Dataset excerpt:

----

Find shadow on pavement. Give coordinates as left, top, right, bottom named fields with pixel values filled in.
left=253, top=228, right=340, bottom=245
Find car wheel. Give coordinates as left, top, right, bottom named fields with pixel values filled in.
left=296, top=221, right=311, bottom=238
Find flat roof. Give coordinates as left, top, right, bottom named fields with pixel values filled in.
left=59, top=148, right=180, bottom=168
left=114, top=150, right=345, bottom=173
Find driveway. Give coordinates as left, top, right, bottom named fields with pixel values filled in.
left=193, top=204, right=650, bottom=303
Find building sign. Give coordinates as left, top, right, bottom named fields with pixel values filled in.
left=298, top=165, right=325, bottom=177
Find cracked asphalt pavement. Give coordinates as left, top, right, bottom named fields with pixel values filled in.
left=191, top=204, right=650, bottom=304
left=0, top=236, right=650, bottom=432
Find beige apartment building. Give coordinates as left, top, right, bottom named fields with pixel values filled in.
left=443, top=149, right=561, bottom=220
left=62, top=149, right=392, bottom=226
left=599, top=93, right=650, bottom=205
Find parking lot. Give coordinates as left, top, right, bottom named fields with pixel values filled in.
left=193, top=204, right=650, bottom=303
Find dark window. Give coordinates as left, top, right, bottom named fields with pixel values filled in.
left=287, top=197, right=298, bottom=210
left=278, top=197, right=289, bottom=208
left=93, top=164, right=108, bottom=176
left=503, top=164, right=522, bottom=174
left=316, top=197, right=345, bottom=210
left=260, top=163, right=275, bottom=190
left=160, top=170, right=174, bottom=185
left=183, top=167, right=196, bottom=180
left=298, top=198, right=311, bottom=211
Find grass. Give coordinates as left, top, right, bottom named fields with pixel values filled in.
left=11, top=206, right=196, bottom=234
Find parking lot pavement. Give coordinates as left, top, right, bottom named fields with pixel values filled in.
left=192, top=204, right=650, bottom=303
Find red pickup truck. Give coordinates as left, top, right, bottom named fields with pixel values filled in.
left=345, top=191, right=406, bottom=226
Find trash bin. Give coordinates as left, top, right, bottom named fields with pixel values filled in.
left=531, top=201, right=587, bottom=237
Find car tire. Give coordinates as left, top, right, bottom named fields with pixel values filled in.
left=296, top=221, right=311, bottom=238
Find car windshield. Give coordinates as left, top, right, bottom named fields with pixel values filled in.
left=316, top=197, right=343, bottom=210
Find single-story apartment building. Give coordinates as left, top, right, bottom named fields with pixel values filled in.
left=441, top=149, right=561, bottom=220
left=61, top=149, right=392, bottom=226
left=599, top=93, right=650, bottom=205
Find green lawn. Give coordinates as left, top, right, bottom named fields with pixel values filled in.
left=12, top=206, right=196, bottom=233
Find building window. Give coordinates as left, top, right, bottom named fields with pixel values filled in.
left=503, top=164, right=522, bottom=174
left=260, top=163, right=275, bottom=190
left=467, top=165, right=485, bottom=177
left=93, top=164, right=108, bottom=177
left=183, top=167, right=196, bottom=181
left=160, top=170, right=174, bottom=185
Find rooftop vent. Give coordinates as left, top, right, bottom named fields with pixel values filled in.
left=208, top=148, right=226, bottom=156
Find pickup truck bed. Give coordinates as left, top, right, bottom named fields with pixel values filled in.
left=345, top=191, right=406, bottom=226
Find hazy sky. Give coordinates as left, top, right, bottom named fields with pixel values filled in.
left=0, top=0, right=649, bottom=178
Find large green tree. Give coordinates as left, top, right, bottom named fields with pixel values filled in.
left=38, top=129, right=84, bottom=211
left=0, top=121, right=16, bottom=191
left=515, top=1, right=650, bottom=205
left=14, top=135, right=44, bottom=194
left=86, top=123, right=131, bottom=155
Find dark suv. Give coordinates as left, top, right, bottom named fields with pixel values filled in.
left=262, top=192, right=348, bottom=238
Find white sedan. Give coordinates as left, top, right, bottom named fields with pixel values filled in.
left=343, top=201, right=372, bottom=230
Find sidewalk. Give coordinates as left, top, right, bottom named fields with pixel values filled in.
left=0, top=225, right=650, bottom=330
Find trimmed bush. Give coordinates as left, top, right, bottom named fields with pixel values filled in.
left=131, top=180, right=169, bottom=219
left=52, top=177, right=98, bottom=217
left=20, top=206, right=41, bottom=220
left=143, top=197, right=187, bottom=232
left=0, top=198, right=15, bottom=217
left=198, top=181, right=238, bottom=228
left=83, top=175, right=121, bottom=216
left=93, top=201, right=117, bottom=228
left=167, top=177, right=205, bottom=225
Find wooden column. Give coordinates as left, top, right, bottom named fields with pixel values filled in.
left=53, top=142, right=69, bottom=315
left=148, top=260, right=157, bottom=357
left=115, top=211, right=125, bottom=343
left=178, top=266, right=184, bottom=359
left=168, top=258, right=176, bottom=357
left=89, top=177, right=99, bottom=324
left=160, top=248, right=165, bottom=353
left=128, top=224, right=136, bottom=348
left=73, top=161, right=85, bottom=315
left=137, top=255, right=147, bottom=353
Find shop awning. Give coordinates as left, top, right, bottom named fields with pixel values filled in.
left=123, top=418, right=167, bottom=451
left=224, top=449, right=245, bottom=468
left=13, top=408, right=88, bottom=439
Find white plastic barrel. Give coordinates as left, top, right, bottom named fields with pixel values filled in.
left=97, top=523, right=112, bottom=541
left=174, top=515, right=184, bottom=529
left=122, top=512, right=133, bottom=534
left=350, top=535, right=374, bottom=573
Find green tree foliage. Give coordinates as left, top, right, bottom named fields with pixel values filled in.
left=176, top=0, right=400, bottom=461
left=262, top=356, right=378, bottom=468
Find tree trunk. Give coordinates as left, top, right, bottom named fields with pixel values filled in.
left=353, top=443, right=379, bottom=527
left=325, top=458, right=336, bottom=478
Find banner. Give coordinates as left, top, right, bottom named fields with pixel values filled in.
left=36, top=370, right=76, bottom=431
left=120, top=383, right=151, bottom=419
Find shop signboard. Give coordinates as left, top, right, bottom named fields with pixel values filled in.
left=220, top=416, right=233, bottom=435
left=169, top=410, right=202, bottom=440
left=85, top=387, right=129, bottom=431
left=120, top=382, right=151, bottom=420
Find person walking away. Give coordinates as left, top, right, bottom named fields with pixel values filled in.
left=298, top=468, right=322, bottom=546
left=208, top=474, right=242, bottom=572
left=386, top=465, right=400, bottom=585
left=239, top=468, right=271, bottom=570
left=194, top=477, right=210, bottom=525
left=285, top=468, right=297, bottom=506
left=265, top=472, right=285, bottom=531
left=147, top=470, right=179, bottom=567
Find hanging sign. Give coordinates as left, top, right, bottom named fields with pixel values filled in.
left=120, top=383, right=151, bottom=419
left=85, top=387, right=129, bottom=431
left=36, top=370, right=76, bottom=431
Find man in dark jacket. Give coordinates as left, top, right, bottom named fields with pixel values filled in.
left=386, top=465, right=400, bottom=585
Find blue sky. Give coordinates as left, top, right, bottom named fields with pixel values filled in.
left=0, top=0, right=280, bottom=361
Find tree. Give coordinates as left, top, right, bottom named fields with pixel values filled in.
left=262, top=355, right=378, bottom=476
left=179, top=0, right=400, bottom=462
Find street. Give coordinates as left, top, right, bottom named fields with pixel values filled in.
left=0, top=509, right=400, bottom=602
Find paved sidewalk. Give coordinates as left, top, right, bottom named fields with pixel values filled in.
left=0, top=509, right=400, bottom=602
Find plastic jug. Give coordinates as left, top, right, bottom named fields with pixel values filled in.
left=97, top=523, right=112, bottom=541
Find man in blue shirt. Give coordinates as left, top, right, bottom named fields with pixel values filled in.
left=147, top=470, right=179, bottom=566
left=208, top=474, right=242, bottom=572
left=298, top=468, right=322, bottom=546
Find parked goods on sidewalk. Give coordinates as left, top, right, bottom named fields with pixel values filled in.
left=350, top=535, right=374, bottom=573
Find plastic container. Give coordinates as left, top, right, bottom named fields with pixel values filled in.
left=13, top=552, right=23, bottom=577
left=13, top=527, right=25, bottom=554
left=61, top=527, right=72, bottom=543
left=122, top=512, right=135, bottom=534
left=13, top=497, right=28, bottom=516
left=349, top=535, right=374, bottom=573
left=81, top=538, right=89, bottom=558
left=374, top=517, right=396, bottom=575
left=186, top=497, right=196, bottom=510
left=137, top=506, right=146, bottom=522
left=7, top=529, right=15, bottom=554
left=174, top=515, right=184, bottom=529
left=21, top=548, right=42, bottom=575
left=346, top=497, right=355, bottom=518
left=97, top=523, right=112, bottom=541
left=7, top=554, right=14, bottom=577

----

■ WORK TO BE COMPLETED ■
Please report how many lines in the dataset excerpt above contain the word "white", treating case as significant, and give only the number.

■ SOLUTION FOR THIS PROBLEM ■
2